--- Begin Input data ---

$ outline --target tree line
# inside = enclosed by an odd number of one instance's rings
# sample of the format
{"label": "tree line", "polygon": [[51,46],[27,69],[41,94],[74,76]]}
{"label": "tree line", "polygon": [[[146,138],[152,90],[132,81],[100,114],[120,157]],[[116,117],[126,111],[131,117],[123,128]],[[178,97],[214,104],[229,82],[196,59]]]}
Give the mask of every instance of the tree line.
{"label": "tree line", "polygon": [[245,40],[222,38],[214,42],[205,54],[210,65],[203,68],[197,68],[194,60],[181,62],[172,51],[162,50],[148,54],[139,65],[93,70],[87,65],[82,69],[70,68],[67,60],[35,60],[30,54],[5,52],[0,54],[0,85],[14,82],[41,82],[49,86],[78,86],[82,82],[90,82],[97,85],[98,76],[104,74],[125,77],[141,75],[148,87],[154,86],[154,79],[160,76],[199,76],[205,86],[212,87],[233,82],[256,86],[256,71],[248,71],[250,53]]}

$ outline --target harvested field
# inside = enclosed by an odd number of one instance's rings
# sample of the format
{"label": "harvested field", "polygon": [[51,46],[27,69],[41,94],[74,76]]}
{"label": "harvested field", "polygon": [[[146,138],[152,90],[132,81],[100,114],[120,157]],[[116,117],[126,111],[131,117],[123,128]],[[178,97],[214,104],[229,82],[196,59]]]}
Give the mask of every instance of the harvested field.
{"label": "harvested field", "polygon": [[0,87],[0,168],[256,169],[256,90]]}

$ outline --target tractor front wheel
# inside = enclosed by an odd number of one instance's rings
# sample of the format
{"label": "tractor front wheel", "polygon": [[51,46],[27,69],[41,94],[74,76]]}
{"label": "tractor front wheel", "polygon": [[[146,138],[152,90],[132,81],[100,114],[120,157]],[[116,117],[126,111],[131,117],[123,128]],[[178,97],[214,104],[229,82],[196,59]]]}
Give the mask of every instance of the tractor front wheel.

--- End Input data ---

-- Exercise directions --
Swap every occurrence of "sample of the format" in the lines above for "example of the format", and write all the lines out again with nothing else changed.

-- Solution for this task --
$ outline --target tree line
# inside = enclosed by an odd number of one instance's rings
# example of the format
{"label": "tree line", "polygon": [[51,46],[27,69],[41,94],[74,76]]}
{"label": "tree line", "polygon": [[[146,138],[152,90],[132,81],[100,114],[120,157]],[[116,117],[126,111],[131,117],[123,128]],[[178,97],[214,104],[229,82],[196,59]]]}
Give the mask of every instance of the tree line.
{"label": "tree line", "polygon": [[245,40],[222,38],[214,42],[205,54],[210,65],[203,68],[197,68],[194,60],[181,62],[172,51],[162,50],[148,54],[139,65],[93,70],[87,65],[82,69],[70,68],[67,60],[35,60],[30,54],[5,52],[0,54],[0,85],[14,82],[41,82],[49,86],[78,86],[82,82],[90,82],[97,85],[98,76],[104,74],[125,77],[141,75],[148,87],[154,86],[154,79],[160,76],[199,76],[205,86],[212,87],[233,82],[256,86],[256,71],[248,71],[250,53]]}

$ outline --target harvested field
# inside = enclosed by an odd number of one instance's rings
# example of the format
{"label": "harvested field", "polygon": [[51,46],[27,69],[41,94],[74,76]]}
{"label": "harvested field", "polygon": [[[146,138],[152,90],[132,81],[100,114],[120,157]],[[116,117],[126,111],[131,117],[123,128]],[[178,97],[214,104],[229,82],[196,59]]]}
Give the mask of every instance of the harvested field.
{"label": "harvested field", "polygon": [[0,87],[0,168],[256,169],[256,90]]}

$ outline --target tractor front wheel
# inside = enclosed by an odd number of one instance's rings
# example of the format
{"label": "tractor front wheel", "polygon": [[51,46],[27,69],[41,94],[74,76]]}
{"label": "tractor front wheel", "polygon": [[[146,138],[152,90],[132,81],[100,114],[120,157]],[[116,117],[126,111],[131,117],[123,128]],[[178,97],[214,104],[229,82],[196,59]]]}
Give the mask of every instance of the tractor front wheel.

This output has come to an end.